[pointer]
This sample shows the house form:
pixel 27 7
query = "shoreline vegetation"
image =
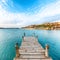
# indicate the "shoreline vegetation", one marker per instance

PROBLEM TO WORK ON
Reproduce the listing above exactly, without a single picture.

RESPONSE BELOW
[pointer]
This sample shows the house form:
pixel 27 7
query = "shoreline vegetation"
image =
# indicate the "shoreline vegetation", one marker per instance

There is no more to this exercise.